Problem to solve:
Make an exact copy of the records, with the images left out.

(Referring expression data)

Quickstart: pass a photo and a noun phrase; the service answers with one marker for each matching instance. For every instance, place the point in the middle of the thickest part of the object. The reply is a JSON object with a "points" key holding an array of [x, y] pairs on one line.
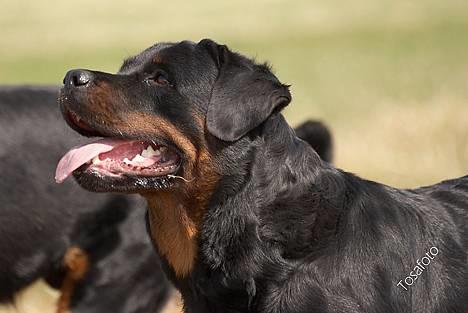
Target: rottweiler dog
{"points": [[245, 216], [92, 247]]}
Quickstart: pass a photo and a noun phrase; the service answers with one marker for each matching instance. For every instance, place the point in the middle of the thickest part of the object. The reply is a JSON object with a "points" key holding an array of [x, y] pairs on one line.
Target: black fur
{"points": [[40, 219], [283, 231]]}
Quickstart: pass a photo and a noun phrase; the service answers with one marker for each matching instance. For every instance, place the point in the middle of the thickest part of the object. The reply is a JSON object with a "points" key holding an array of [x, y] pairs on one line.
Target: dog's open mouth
{"points": [[119, 158]]}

Task answer:
Quickstart: pass a photo and a noun phrase; the service answers with one marker for each matching instance. For every instance, place the point in the middle of the thickest part of the object. The reply is a JSON object with a "points" key holding an array of [x, y] pairs on one line.
Target: rottweiler dog
{"points": [[245, 216], [92, 247]]}
Quickstart: pass a photo and a noun phrase; the service answers with one marker for each matching instance. For every instance, place the point in the middle of the thickest part of the object. The reply is a JSON object with a "points" key holding an array of [x, y] pairs on one line.
Target: black fur
{"points": [[40, 219], [283, 231]]}
Quickstart: pass a photo and a noun phrase; the service answers with one marker for each matching instance. For every instance, place the point in the middle of the thickest part of the object. The reply is a JSON object with a "points" key holding an array of [x, y] pairs on one line.
Target: dog's open mouth
{"points": [[119, 158]]}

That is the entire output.